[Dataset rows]
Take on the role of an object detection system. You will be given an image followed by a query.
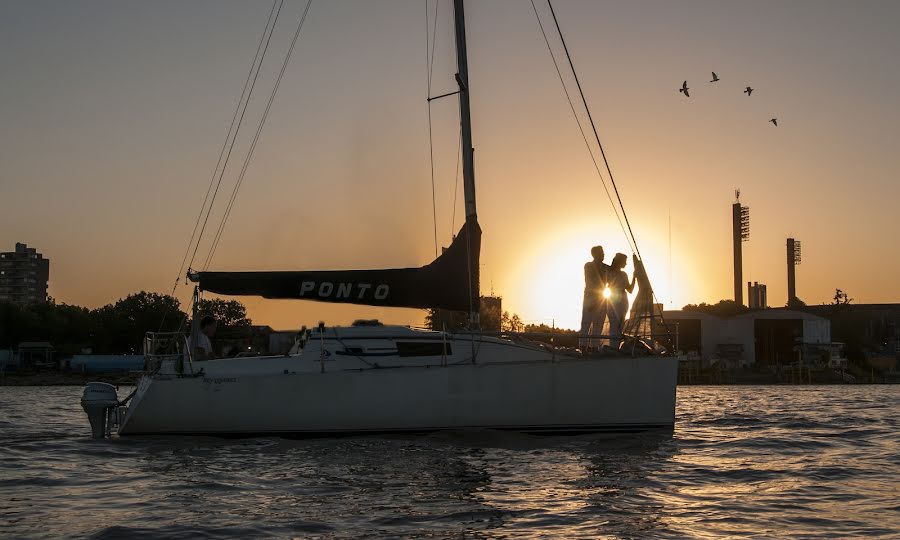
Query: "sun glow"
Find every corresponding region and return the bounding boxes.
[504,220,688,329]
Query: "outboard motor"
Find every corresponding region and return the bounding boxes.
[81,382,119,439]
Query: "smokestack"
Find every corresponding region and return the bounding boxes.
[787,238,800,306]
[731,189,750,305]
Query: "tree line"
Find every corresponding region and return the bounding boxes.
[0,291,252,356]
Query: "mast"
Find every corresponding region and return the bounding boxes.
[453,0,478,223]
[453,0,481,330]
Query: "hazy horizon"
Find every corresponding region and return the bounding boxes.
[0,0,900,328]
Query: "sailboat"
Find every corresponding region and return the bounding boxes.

Given problem :: Rewrite the lines above with "bounding boxes" renamed to "box coordinates" everywhere, changing nothing else, and leave the pictures out.

Full output ::
Take on the role of an object detection system. You will be given an image followed by a query.
Query: "sun glow"
Find every corresponding region and return the box coordinates.
[504,220,688,329]
Query: "outboard motor"
Find every corresponding region and return the box coordinates.
[81,382,119,439]
Query: "smokestack"
Find every corresponding region and return the box coordinates.
[787,238,800,306]
[731,189,750,305]
Query: "tree line"
Find every corresponding region and return the box coordinates.
[0,291,252,356]
Query: "mast"
Find every corresponding region and return the box coordinates.
[453,0,478,223]
[453,0,481,330]
Query: "hazy horizon"
Find every corresponding region and return the box coordinates.
[0,0,900,328]
Query: "sailboat"
Find every corresponding region and return the box coordinates.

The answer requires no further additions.